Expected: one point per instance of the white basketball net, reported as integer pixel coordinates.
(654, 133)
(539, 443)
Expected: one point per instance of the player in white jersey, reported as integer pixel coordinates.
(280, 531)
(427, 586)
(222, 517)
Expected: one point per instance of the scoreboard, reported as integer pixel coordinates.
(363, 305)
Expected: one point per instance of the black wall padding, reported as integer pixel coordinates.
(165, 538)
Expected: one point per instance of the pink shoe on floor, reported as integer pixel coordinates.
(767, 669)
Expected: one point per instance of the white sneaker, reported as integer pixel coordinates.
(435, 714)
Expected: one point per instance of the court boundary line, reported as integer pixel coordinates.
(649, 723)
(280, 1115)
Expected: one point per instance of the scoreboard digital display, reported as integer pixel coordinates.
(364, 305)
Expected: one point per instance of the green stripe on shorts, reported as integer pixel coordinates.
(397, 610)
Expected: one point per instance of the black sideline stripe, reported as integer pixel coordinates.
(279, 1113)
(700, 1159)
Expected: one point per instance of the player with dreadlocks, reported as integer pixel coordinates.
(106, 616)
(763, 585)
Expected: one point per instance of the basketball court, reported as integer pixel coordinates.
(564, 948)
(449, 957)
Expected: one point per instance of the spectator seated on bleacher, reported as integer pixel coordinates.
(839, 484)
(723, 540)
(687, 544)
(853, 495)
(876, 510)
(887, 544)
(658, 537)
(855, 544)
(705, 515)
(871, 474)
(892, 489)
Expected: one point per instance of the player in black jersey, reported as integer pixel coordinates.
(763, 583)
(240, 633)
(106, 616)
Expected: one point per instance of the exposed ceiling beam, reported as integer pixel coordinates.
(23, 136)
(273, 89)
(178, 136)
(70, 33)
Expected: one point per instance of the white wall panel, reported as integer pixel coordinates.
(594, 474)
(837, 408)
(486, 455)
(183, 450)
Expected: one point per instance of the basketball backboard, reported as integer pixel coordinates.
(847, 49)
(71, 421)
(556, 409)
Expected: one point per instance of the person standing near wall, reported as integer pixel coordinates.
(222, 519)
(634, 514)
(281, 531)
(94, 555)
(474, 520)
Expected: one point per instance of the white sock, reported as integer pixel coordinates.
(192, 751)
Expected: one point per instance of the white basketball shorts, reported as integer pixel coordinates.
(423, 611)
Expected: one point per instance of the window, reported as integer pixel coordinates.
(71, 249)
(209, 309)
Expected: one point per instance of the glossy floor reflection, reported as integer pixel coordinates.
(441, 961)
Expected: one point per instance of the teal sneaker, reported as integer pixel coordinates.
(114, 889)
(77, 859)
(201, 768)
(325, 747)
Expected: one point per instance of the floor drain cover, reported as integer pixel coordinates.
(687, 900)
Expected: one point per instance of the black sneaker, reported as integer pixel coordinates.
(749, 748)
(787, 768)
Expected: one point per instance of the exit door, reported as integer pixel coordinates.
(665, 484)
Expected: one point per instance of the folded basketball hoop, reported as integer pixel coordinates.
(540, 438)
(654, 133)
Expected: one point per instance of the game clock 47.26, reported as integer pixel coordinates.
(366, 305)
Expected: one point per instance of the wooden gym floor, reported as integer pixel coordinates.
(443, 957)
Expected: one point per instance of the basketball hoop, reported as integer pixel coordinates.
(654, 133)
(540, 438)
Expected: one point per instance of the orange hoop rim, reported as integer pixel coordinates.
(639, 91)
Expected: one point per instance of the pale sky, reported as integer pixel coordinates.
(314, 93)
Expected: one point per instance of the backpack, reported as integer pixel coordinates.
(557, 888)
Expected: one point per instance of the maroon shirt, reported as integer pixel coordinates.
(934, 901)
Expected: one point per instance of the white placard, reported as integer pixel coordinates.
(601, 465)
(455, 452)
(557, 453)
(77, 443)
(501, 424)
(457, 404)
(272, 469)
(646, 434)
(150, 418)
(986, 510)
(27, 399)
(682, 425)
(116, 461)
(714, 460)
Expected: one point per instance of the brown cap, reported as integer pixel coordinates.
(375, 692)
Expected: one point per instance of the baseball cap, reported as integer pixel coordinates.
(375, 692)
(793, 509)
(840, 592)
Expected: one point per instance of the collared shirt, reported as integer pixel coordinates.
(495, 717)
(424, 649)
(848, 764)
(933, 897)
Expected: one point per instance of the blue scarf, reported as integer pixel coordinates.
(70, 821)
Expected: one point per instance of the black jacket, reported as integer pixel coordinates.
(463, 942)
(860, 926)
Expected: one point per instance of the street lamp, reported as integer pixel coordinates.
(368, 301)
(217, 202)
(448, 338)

┄┄┄┄┄┄

▶ What you should do
Output every line of the listing word for word.

▶ Response below
Expected: one point per instance of the white basketball net, reported as integer pixel coordinates.
(654, 133)
(539, 443)
Expected: one point per instance of the player in white jersey, reported as integer pixel coordinates.
(280, 531)
(427, 586)
(222, 517)
Expected: one point per instance of the scoreboard, reported as integer pixel coordinates.
(363, 305)
Expected: one point per instance of the black wall padding, reported as integer pixel coordinates.
(165, 538)
Expected: one point per instance of the pink shoe on floor, reported as integer pixel coordinates.
(767, 669)
Expected: one point per instance of the white sneaker, reported as integer pixel coordinates.
(435, 714)
Expected: one point per instance of the court boundary line, reported as integer pixel coordinates.
(649, 723)
(280, 1115)
Expected: one point per instance of the scoreboard digital display, reported as integer pixel coordinates.
(364, 305)
Expected: one point per instance of the green stripe on shorts, reported as integer pixel coordinates.
(397, 610)
Expected: one point per instance of the black sideline stripe, reported as integer pixel coordinates.
(279, 1113)
(700, 1159)
Expected: one point per instance of the player with dreadlocks, reported as integer pixel coordinates.
(106, 616)
(763, 585)
Expected: one point per instance of the basketball court, reported as integer pixel coordinates.
(564, 948)
(449, 957)
Expected: one point per instance of the spectator seated on bleacher, reported as integer pixel coordinates.
(839, 484)
(723, 540)
(687, 544)
(853, 495)
(876, 510)
(887, 544)
(658, 537)
(855, 544)
(705, 515)
(871, 474)
(892, 489)
Expected: one point per instance of the player in black jersey, reported as integer pixel coordinates.
(763, 583)
(240, 633)
(106, 616)
Expected: one point per instance of the exposed ceiling beam, reported as integer pixel coordinates.
(23, 136)
(273, 89)
(178, 136)
(70, 33)
Expected: one point per instance of the white wall panel, reported as integer pixel coordinates.
(594, 474)
(837, 408)
(486, 455)
(183, 450)
Expected: one point per instance of the basketball backboard, reported as integer pixel coordinates.
(847, 49)
(71, 421)
(556, 409)
Expected: one point per instance of the person standing near wall, reported as integer pixel coordinates.
(222, 519)
(634, 514)
(281, 531)
(94, 555)
(474, 520)
Expected: one point per instance of the white sock, reported as integer pixel coordinates.
(192, 751)
Expected: one point per instance of the white basketball shorts, reported as integer pixel coordinates.
(423, 611)
Expected: one point per instance of the window, reported as integer pixel coordinates.
(71, 249)
(209, 309)
Expected: one point per instance of the glossy floor reflection, reported as integer pixel coordinates.
(441, 961)
Expected: one point per instance of the teal sneaker, reported as integer pixel coordinates.
(114, 889)
(77, 859)
(201, 768)
(325, 747)
Expected: one point per instance of the floor drain cover, reported as integer pixel coordinates.
(687, 900)
Expected: one point per instance of the black sneaker, reported as integer pixel coordinates.
(749, 748)
(787, 768)
Expected: one point per instance of the exit door, reported as integer pixel coordinates.
(665, 484)
Expected: one point per instance of the folded basketball hoop, reported as integer pixel coordinates.
(540, 438)
(654, 133)
Expected: one point per instance of the game clock 47.26, reported as integer pixel coordinates.
(366, 305)
Expected: one point per instance of the wooden gym floor, reported as integer pixel coordinates.
(443, 957)
Expected: one point per instance of the basketball hoop, reported as integer pixel coordinates.
(654, 133)
(540, 438)
Expected: one point per instance of the orange hoop rim, reported as integer pixel coordinates.
(639, 91)
Expected: one point per instance of the pale sky, reported as integer pixel coordinates.
(314, 93)
Expected: one point per instance of the backpack, reported as integer pixel coordinates.
(557, 888)
Expected: one point per instance of the maroon shirt, reported as integer pixel coordinates.
(934, 901)
Expected: one point per instance of the white placard, reported as integer pixel coordinates.
(601, 465)
(455, 452)
(557, 453)
(77, 443)
(501, 424)
(457, 404)
(272, 469)
(646, 434)
(150, 418)
(986, 510)
(27, 399)
(682, 425)
(116, 461)
(714, 460)
Expected: one point per instance of the brown cap, reported as integer pixel coordinates.
(375, 692)
Expected: one point per instance of the baseball cap, reported as integer pixel coordinates.
(375, 692)
(793, 509)
(840, 592)
Expected: one point per instance of the collared shirt, reported as integer pixel coordinates.
(495, 717)
(424, 649)
(848, 764)
(933, 897)
Expected: one point per instance of the blue scarf, reported as integer pixel coordinates.
(70, 821)
Expected: one point per instance of the black jacket, reported as integer pixel coordinates.
(463, 942)
(860, 926)
Expected: one point per instance of the street lamp, reported as integer pixel coordinates.
(368, 301)
(217, 202)
(448, 338)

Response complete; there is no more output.